DIE AUFGABE: Geben Sie den Abschnitt von „Hinter jeder Zahl, hinter“ bis „stumme innere Front.“ aus dem Text über die Familie Ben David erneut wieder und tauschen Sie dabei „Samstag“ gegen „Sonntag“ aus.

Hinter jeder Zahl, hinter jeder NGO stehen menschliche Schicksale. Es sind Familien wie die von Uzi und Miriam Ben David, die mit einer Leerstelle leben müssen, die keine Worte füllen können – und jeden Samstag vor dem Verteidigungsministerium in Tel Aviv demonstrieren.
Die Ben Davids haben gelernt, ihre Trauer in ein Vermächtnis zu verwandeln – und in die Forderung, dass die Armee nicht nur auf die körperliche, sondern ebenso auf die seelische Gesundheit ihrer Soldaten achten muss. Denn der Krieg in der Seele jedes Einzelnen mit seinen oft tödlichen Auswirkungen verwebt den Schmerz der Familie und die Fürsorge danach zu einem eindringlichen Bild: Der jüdische Staat kämpft nicht nur gegen äußere Feinde, sondern auch gegen eine stumme innere Front.

Datensätze aus einer Datenquelle:
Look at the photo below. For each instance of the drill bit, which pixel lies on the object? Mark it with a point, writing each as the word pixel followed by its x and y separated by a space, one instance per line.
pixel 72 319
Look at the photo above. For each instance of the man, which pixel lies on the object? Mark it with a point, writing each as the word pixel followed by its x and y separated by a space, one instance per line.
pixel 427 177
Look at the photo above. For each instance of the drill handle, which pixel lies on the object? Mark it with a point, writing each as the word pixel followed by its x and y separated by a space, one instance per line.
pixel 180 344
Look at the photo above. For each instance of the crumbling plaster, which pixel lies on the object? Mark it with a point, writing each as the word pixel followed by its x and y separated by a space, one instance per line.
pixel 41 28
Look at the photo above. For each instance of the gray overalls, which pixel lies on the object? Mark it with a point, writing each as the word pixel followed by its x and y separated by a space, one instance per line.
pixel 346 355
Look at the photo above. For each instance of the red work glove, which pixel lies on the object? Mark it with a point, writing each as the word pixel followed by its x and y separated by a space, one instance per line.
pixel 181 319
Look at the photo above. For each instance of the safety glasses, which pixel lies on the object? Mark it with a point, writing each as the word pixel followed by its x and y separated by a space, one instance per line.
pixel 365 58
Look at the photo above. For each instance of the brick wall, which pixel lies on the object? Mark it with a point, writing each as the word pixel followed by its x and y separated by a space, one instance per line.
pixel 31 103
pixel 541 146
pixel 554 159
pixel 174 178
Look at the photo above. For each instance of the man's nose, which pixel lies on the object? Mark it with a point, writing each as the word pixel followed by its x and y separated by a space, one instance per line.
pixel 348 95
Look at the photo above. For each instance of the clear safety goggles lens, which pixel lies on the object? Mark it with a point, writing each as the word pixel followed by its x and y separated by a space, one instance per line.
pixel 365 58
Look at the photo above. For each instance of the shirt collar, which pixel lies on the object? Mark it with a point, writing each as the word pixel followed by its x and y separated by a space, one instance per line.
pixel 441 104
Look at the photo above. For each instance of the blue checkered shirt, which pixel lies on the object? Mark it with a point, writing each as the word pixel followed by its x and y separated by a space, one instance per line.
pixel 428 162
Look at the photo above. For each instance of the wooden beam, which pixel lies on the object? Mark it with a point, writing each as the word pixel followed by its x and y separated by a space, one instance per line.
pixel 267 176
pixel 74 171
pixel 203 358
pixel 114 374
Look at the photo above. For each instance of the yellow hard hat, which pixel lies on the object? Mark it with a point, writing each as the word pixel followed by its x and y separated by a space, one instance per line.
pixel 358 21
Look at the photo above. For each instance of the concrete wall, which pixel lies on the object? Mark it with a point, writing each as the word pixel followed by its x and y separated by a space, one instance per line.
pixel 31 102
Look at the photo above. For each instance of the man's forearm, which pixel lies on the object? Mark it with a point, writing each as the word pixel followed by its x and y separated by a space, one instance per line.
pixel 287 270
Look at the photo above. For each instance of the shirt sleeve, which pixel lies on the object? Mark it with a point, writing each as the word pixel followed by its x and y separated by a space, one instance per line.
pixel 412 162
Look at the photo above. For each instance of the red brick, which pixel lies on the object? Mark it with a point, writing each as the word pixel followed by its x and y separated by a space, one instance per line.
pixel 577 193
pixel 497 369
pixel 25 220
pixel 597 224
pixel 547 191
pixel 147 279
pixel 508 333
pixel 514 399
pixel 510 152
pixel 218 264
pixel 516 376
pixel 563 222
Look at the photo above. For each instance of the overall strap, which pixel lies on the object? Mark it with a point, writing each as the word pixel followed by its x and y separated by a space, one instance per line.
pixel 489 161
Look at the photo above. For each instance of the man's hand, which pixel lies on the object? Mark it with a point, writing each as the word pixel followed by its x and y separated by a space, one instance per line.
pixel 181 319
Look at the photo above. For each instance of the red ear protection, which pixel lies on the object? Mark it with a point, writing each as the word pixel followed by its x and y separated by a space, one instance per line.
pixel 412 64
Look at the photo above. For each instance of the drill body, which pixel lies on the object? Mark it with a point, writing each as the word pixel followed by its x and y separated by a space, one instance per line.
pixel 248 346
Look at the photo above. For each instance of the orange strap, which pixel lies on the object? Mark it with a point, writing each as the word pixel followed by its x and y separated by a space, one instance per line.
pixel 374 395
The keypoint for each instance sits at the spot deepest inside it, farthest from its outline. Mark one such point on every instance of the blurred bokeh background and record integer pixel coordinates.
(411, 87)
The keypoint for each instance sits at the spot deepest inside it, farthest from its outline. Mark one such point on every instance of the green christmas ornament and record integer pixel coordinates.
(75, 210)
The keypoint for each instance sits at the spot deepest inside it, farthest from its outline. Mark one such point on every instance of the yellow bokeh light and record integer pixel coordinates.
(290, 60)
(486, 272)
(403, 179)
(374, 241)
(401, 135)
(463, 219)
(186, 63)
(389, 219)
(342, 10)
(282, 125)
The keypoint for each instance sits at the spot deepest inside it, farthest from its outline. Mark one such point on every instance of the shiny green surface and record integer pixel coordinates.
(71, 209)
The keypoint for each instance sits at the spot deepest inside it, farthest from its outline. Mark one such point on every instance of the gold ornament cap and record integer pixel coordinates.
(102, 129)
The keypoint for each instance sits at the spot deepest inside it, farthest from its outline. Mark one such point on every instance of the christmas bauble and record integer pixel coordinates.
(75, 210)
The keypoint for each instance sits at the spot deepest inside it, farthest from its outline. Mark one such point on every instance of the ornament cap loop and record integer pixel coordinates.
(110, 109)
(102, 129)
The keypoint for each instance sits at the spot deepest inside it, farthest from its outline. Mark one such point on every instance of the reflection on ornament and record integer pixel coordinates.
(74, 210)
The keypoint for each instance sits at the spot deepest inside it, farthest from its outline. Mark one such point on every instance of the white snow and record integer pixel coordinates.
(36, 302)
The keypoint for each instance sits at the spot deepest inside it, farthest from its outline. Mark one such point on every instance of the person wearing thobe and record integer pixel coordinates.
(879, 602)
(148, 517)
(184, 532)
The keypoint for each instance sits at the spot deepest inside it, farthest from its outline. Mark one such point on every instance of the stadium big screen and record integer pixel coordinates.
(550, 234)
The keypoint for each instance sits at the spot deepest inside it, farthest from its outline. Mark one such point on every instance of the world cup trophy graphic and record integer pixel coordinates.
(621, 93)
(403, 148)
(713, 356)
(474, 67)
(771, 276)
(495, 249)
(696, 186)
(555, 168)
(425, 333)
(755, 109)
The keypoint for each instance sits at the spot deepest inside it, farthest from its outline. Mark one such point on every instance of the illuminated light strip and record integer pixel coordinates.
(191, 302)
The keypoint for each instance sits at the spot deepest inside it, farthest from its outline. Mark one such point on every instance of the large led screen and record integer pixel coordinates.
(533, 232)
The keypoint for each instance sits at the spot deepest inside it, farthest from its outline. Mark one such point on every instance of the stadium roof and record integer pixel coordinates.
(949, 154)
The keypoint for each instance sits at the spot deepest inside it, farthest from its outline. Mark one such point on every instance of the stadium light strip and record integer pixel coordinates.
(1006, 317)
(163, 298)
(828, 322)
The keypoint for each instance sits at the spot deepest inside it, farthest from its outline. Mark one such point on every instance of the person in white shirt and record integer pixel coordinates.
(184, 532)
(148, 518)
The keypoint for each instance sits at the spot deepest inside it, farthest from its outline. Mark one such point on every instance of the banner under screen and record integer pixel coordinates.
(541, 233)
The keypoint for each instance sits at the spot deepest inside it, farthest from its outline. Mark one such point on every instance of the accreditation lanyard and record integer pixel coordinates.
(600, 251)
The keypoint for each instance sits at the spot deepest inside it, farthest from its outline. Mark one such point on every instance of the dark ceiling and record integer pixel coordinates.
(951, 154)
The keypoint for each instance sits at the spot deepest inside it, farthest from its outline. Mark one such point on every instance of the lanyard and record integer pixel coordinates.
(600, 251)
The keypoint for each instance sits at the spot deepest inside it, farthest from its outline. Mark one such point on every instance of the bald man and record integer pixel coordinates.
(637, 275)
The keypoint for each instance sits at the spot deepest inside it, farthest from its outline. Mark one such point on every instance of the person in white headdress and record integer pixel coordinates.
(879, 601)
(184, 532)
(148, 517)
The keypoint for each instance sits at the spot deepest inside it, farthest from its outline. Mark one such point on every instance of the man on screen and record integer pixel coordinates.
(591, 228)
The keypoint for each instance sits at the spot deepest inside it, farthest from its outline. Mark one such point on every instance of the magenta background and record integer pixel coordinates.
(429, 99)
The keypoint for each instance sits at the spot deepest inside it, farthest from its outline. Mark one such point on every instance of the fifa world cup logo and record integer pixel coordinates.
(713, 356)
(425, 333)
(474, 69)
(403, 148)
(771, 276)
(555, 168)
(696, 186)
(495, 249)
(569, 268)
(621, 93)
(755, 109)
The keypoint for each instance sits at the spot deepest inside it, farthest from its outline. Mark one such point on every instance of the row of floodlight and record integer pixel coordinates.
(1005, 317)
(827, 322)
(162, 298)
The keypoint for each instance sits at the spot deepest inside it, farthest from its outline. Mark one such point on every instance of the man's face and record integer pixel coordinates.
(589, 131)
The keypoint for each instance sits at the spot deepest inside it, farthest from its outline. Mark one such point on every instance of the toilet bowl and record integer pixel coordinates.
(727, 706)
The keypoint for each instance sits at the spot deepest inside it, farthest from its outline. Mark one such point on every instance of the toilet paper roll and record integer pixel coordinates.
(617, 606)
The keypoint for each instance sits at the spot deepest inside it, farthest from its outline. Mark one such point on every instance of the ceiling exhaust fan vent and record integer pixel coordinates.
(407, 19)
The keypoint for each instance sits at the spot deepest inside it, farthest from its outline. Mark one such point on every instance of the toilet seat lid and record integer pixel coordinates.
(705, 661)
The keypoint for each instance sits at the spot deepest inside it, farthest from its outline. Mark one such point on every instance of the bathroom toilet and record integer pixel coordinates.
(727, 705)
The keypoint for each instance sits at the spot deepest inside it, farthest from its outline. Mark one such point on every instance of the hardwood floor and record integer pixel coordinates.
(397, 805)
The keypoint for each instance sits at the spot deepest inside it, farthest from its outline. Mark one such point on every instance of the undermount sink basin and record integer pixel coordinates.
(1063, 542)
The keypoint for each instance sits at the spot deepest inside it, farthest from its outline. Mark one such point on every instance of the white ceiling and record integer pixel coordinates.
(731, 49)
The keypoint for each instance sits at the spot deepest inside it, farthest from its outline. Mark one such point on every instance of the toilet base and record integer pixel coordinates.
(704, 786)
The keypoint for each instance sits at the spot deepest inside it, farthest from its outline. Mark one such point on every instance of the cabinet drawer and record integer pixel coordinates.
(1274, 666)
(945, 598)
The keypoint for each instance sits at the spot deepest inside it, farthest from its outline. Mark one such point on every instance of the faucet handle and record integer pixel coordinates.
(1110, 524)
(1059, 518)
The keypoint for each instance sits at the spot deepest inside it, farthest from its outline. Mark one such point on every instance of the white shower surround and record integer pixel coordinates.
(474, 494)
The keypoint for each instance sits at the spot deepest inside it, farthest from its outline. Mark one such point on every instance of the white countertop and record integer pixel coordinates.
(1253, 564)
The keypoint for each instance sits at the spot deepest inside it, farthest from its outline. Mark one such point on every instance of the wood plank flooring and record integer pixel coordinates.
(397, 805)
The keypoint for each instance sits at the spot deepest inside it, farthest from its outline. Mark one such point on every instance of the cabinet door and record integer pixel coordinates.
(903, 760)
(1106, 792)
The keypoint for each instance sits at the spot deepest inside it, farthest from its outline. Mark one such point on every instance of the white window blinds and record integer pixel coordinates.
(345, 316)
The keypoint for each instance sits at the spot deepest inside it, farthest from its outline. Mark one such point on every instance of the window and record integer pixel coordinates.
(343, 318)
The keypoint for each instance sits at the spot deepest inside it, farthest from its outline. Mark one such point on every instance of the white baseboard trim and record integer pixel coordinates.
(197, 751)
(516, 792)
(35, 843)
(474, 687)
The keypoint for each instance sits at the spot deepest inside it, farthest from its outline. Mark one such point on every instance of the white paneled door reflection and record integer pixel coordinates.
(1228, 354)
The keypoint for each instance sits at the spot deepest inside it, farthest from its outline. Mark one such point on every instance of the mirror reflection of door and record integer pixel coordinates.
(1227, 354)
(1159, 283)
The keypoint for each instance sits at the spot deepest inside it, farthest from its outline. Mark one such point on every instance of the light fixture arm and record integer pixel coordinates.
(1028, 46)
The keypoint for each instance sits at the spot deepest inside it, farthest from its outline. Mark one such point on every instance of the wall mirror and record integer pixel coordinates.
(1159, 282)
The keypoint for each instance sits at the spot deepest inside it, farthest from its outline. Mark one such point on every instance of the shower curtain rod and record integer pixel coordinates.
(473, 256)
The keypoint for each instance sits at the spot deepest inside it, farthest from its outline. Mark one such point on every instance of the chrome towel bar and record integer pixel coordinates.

LÖSUNG:
Hinter jeder Zahl, hinter jeder NGO stehen menschliche Schicksale. Es sind Familien wie die von Uzi und Miriam Ben David, die mit einer Leerstelle leben müssen, die keine Worte füllen können – und jeden Sonntag vor dem Verteidigungsministerium in Tel Aviv demonstrieren.
Die Ben Davids haben gelernt, ihre Trauer in ein Vermächtnis zu verwandeln – und in die Forderung, dass die Armee nicht nur auf die körperliche, sondern ebenso auf die seelische Gesundheit ihrer Soldaten achten muss. Denn der Krieg in der Seele jedes Einzelnen mit seinen oft tödlichen Auswirkungen verwebt den Schmerz der Familie und die Fürsorge danach zu einem eindringlichen Bild: Der jüdische Staat kämpft nicht nur gegen äußere Feinde, sondern auch gegen eine stumme innere Front.